BRIEF :: Go through the entries below and count the lines where "hedge" occurs. Give nothing but that number.

DATASET EXTRACT ::

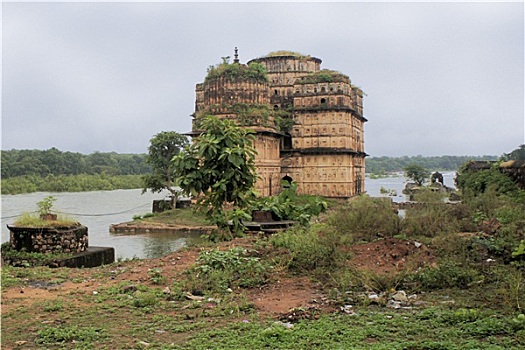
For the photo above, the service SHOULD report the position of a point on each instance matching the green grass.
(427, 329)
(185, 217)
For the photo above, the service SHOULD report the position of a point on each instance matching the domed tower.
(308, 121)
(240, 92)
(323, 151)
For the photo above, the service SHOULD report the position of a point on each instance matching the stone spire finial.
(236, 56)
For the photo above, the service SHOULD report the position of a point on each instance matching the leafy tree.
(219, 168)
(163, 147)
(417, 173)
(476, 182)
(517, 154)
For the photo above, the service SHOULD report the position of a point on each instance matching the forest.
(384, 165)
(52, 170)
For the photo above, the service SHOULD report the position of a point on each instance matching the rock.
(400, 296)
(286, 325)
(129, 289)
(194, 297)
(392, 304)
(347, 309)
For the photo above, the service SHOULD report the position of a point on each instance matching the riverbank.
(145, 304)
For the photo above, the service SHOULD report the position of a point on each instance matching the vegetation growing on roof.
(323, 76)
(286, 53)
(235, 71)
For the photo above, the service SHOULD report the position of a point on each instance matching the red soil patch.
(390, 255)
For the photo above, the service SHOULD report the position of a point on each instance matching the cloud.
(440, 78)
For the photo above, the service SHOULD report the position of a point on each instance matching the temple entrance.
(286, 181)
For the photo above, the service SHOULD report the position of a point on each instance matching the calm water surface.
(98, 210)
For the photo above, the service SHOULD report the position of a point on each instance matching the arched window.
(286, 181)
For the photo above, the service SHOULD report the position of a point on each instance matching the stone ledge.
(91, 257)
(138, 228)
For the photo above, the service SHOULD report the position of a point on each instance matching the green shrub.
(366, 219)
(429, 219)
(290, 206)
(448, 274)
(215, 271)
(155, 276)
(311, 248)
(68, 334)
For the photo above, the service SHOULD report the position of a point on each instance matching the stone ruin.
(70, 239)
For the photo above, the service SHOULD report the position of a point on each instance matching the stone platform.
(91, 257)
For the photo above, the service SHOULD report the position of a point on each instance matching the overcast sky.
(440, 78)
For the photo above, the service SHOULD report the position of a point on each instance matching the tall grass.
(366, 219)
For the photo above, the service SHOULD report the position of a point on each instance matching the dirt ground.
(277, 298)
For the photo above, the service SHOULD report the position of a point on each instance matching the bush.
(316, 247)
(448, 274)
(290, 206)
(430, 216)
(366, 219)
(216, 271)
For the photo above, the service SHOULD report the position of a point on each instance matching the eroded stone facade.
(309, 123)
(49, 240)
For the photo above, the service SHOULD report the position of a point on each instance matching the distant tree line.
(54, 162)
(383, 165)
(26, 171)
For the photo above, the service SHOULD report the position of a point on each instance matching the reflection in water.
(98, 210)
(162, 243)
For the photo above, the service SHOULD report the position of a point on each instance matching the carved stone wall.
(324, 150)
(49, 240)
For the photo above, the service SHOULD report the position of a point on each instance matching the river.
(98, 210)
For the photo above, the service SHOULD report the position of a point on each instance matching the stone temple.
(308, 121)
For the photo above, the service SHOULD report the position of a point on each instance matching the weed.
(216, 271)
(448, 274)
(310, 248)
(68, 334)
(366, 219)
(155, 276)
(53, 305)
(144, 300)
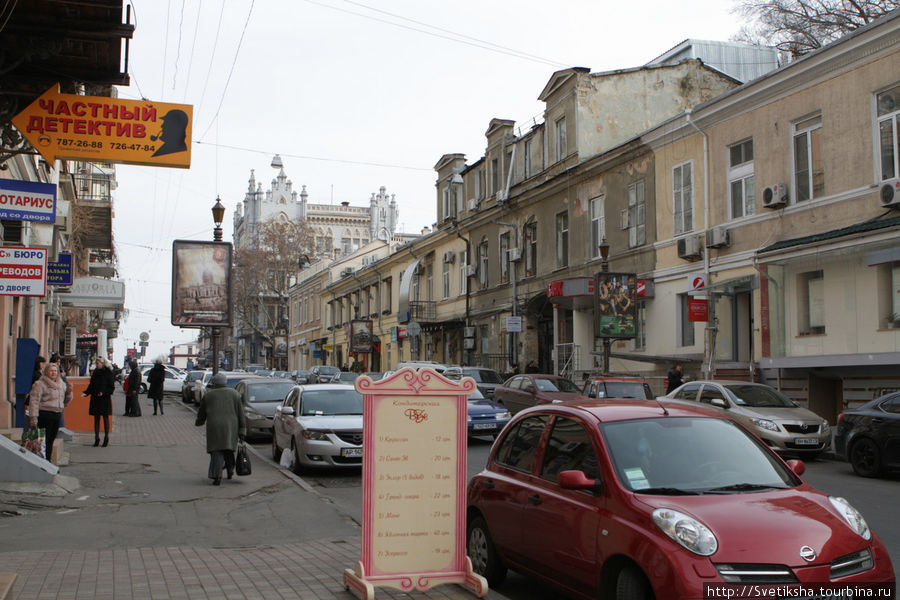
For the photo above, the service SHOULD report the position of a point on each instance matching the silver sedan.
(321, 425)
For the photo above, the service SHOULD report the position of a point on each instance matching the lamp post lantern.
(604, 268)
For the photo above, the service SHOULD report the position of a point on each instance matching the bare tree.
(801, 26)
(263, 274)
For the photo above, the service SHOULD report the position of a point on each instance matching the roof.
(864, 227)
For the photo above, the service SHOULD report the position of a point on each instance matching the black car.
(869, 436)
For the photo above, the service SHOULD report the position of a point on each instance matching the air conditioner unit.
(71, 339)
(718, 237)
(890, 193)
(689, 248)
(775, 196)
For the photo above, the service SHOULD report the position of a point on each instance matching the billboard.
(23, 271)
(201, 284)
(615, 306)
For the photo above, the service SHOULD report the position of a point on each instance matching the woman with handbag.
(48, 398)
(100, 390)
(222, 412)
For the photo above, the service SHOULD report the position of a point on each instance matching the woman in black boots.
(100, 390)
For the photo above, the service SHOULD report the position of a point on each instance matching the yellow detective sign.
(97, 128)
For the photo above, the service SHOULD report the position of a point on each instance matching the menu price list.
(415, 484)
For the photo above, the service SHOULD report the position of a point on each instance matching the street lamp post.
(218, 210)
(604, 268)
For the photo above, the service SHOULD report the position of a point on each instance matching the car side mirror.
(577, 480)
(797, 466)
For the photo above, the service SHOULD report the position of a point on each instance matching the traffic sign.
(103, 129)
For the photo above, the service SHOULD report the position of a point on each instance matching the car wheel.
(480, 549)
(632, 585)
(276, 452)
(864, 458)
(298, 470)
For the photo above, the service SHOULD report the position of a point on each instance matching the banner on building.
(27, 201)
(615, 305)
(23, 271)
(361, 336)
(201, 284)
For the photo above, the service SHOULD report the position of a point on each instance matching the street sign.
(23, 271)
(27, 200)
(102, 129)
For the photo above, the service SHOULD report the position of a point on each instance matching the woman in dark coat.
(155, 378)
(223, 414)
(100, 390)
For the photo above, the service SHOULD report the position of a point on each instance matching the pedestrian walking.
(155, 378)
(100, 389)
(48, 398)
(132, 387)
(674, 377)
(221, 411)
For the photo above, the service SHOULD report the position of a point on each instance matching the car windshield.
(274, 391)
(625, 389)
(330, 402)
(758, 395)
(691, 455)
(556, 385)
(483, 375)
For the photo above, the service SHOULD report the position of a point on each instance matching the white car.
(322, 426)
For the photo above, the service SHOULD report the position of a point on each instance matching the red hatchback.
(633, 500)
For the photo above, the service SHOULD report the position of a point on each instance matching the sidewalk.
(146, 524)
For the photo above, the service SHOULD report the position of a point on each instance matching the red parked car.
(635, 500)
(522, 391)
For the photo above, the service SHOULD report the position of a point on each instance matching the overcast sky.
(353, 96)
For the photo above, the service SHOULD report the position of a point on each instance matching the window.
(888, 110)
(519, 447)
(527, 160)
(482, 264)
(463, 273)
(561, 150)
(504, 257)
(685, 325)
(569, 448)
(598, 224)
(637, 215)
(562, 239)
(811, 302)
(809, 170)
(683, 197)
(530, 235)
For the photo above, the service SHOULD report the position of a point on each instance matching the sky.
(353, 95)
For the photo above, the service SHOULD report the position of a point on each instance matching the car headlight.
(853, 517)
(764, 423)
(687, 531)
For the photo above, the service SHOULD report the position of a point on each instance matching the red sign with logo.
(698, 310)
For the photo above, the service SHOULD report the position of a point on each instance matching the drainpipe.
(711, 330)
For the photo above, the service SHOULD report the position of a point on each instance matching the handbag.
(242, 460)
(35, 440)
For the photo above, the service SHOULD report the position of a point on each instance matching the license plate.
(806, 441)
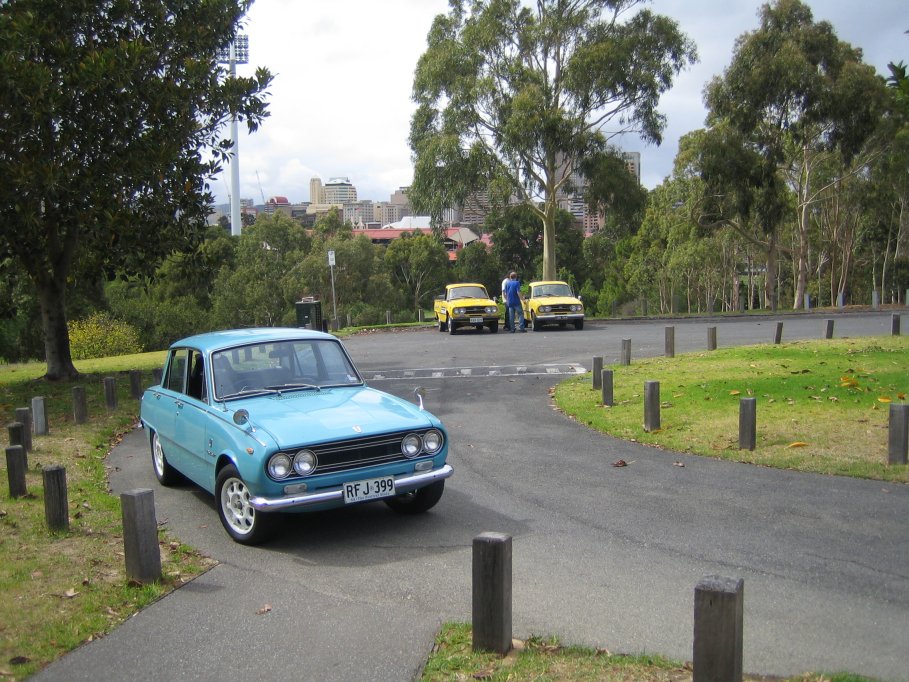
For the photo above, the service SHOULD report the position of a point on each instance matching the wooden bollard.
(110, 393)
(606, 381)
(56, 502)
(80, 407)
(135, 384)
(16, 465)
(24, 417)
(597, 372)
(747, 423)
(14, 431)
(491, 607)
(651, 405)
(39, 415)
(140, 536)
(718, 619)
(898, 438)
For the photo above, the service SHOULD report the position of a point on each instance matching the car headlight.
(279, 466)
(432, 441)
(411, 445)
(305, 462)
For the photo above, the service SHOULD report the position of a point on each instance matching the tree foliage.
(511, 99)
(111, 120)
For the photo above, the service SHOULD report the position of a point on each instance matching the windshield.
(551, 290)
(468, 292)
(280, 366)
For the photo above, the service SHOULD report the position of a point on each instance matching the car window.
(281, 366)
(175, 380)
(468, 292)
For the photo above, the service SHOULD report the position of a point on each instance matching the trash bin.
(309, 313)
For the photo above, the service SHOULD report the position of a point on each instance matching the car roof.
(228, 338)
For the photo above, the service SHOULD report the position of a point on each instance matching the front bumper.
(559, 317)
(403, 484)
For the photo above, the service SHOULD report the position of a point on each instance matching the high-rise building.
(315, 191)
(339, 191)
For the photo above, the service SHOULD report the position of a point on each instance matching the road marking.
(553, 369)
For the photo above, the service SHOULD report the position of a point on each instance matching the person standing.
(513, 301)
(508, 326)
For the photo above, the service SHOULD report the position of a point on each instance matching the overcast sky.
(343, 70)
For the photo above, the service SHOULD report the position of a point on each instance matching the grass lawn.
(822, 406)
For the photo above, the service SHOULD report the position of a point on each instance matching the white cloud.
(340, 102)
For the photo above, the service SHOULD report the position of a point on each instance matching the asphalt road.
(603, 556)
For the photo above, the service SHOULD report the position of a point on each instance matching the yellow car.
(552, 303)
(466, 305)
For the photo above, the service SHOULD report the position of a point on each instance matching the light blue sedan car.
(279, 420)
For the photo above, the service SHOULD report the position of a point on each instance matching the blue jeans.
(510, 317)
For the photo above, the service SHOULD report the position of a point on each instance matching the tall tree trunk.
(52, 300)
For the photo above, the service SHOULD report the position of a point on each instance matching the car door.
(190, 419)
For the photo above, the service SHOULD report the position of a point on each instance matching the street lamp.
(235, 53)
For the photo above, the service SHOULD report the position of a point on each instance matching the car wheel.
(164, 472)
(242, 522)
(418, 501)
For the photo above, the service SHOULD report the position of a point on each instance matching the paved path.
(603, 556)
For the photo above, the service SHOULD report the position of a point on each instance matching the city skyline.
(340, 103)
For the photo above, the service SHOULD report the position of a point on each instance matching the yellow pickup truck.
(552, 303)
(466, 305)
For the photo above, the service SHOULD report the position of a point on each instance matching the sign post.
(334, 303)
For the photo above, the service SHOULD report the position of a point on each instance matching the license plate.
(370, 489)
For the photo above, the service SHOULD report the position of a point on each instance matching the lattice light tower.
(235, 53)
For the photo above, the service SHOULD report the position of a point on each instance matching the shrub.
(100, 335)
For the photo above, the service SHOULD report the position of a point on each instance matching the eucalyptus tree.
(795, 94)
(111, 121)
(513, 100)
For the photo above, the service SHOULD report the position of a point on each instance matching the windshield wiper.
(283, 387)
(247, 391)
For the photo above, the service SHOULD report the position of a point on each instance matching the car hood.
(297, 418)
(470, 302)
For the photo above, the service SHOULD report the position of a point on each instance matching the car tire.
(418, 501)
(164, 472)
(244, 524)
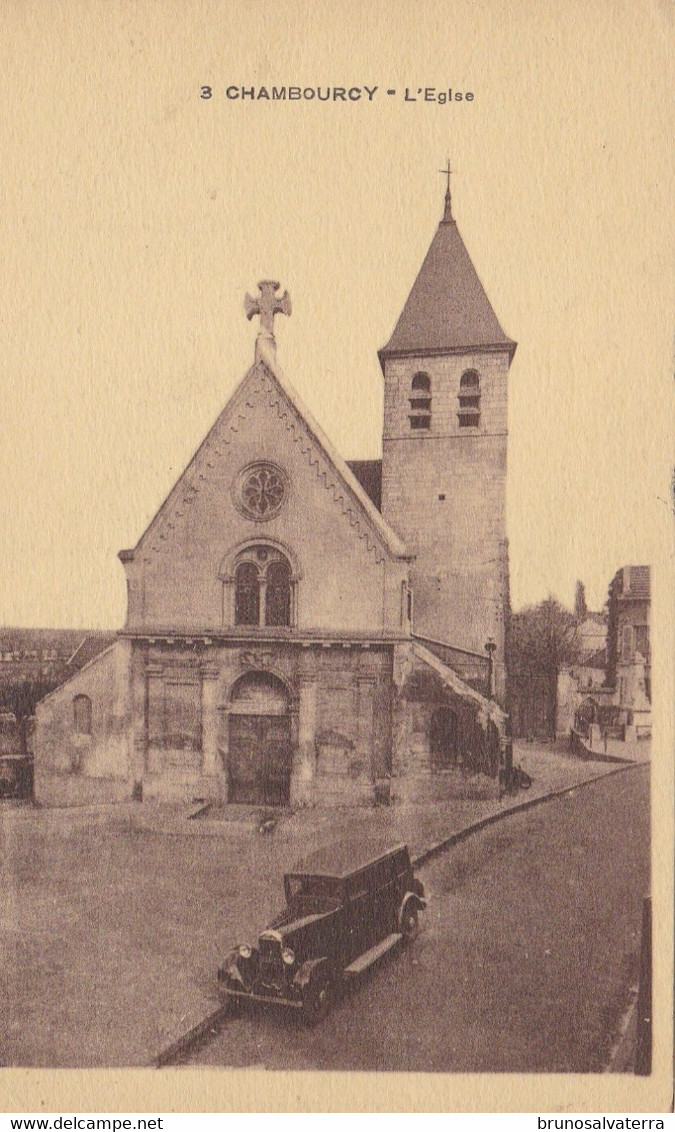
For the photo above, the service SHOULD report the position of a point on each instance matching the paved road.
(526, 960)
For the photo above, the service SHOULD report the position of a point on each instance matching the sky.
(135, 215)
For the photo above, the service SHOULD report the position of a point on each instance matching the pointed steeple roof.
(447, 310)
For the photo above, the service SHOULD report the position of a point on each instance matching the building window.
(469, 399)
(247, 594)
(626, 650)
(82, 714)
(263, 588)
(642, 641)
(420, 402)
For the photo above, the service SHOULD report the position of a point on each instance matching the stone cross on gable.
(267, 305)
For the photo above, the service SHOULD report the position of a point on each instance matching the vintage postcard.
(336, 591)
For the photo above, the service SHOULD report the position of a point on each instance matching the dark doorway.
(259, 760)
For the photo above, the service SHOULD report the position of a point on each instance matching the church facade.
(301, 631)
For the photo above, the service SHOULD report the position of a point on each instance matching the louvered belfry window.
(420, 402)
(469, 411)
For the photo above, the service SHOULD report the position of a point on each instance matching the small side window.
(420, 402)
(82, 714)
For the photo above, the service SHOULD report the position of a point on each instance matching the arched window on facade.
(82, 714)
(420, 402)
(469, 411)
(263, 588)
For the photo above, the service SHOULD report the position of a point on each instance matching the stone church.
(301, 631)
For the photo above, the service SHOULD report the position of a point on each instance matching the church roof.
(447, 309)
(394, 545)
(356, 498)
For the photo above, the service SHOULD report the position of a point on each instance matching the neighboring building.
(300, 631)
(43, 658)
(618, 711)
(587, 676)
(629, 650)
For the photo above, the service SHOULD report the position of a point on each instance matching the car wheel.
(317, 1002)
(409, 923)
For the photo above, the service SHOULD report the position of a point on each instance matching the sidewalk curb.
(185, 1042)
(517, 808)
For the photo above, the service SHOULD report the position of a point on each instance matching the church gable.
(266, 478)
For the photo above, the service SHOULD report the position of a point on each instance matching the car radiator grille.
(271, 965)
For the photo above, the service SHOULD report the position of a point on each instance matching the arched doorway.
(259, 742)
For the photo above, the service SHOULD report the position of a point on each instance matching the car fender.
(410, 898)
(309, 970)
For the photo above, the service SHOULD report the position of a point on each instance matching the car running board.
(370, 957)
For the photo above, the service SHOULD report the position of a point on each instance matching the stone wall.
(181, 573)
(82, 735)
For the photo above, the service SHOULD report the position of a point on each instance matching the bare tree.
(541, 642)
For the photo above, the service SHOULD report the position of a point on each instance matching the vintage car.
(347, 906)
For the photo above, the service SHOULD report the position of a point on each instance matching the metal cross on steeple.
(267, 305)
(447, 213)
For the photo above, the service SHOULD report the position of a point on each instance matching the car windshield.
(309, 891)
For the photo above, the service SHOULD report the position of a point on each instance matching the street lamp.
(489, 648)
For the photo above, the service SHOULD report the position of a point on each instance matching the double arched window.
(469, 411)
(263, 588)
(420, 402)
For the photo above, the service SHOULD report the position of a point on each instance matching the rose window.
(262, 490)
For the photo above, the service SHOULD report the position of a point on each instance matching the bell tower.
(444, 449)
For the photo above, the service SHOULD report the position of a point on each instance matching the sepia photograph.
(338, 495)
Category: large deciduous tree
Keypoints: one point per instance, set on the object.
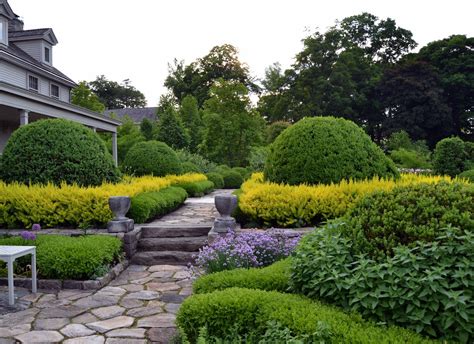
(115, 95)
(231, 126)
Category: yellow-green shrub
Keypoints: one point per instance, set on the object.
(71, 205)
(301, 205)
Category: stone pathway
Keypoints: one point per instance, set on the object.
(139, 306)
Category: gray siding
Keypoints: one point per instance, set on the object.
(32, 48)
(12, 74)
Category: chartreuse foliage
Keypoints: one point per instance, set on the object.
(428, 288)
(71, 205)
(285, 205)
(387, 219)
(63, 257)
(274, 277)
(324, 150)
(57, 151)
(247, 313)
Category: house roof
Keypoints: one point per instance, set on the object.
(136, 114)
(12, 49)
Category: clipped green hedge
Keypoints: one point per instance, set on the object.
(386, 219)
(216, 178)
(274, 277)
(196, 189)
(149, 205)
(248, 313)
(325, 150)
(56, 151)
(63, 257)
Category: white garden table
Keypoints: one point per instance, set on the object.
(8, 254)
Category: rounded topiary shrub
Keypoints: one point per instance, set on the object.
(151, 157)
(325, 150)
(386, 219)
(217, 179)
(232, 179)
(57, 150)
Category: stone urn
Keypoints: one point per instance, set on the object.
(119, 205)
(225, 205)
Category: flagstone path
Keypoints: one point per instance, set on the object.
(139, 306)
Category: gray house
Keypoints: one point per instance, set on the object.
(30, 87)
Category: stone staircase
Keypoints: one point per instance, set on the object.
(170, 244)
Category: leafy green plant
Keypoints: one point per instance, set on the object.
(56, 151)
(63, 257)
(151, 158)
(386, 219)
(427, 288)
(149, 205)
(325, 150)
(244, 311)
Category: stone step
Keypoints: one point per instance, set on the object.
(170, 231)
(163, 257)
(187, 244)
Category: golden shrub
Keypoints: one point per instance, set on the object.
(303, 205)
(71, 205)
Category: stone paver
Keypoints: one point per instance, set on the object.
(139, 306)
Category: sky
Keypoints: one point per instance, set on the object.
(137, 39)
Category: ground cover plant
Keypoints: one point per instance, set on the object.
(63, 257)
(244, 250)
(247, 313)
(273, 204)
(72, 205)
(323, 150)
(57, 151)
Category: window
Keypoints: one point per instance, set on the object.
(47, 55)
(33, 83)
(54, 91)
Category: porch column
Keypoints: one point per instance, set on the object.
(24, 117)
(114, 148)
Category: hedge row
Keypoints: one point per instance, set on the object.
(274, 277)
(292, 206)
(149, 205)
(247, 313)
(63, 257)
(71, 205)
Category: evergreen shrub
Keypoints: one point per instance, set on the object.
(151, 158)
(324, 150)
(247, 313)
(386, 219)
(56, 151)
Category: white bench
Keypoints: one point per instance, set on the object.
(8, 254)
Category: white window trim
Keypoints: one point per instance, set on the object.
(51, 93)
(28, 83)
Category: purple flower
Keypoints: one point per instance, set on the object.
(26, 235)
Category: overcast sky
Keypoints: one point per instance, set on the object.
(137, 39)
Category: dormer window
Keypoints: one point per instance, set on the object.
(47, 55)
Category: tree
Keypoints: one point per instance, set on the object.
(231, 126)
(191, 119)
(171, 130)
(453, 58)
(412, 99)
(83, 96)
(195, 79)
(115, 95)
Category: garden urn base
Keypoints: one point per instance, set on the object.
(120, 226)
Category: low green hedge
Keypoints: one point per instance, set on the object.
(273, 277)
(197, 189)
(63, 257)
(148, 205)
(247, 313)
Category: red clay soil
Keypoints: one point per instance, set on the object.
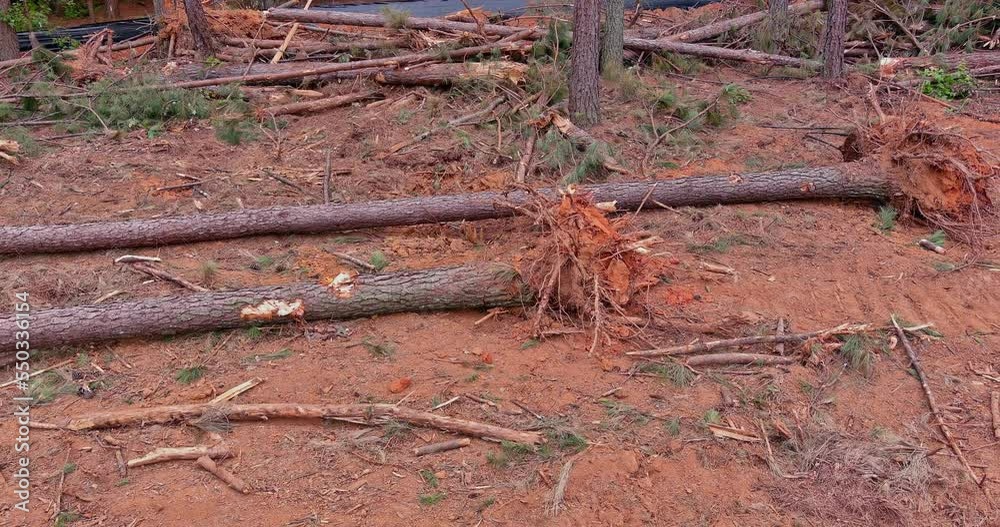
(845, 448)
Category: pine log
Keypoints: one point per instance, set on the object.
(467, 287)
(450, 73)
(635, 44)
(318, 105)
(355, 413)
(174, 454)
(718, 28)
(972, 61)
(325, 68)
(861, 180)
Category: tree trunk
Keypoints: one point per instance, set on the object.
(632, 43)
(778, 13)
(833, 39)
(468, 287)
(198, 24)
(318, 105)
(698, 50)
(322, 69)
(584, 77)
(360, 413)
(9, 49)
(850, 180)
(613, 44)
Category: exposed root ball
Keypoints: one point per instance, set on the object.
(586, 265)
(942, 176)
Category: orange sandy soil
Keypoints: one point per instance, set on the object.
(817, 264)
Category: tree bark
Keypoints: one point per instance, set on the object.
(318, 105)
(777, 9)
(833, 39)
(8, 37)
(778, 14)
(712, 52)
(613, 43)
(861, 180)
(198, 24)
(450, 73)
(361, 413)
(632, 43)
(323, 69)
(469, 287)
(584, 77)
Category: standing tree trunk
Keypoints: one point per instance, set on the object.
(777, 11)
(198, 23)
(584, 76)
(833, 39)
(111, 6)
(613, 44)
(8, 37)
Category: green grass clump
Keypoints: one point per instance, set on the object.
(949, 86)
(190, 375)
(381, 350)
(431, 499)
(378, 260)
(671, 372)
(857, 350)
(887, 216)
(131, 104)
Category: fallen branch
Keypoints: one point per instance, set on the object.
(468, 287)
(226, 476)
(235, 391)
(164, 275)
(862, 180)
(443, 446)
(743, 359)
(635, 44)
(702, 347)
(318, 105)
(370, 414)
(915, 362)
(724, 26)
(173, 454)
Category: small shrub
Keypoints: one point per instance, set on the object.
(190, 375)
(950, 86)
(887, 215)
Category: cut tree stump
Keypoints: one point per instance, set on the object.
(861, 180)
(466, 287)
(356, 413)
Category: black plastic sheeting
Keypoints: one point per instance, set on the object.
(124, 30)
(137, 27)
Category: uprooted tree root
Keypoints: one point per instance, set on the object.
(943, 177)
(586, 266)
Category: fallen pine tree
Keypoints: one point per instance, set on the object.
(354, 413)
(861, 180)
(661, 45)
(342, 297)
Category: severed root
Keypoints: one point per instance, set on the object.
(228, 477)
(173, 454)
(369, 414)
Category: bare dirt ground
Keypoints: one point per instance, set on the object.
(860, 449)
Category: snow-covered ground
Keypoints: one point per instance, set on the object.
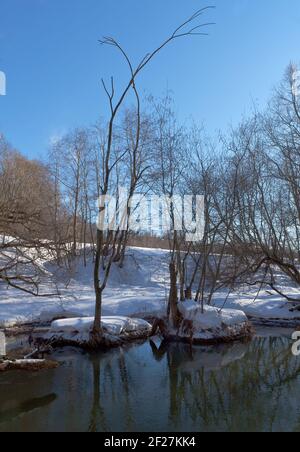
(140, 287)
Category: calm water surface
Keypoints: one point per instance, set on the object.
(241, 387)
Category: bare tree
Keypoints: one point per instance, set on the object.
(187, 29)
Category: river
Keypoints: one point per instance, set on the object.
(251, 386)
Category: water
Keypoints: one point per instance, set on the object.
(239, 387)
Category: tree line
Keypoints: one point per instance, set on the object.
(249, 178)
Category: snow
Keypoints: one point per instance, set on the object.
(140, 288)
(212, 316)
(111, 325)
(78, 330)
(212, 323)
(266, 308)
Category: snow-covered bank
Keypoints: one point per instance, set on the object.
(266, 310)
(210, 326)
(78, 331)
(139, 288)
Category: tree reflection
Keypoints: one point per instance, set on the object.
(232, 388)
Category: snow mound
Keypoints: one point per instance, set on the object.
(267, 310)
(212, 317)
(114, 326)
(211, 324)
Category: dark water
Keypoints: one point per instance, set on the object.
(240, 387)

RESULT OF THIS TASK :: 3